WHAT IS EXPECTED: Return the material below word for word, keeping every line unchanged, but leave the pictures out.

DATA:

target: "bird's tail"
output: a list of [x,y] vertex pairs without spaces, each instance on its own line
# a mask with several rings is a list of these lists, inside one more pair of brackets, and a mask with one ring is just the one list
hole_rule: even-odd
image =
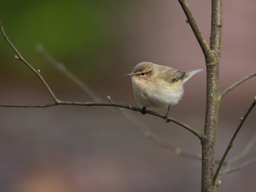
[[185,83],[194,75],[197,74],[197,73],[199,73],[200,72],[203,71],[203,69],[197,69],[196,70],[190,70],[190,71],[186,71],[186,73],[182,77],[183,79],[183,80],[182,81],[182,83],[183,84]]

EXPECTED ANSWER:
target: "bird's tail"
output: a list of [x,y] vertex pairs without spaces, each instance on its own line
# a mask with several rings is a list of these lists, inside one more pair of brackets, and a mask with one ring is just the one list
hole_rule: even-odd
image =
[[185,83],[194,75],[197,74],[197,73],[199,73],[200,72],[203,71],[203,69],[197,69],[196,70],[190,70],[190,71],[186,71],[186,73],[182,77],[183,79],[183,80],[182,81],[182,83],[183,84]]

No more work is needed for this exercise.